# TASK DIRECTIONS
Could you write out each of the records below again, line for line and character for character, with no change?

# INFORMATION PROVIDED

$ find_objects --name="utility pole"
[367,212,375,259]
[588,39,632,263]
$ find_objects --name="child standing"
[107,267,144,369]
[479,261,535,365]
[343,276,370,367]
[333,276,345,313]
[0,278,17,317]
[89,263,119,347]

# FINAL ANSWER
$ find_objects --name="utility pole"
[367,212,375,259]
[588,39,632,263]
$ find_objects --name="child standing"
[107,267,144,369]
[479,261,535,365]
[343,276,370,367]
[333,276,345,313]
[0,278,17,317]
[89,263,119,347]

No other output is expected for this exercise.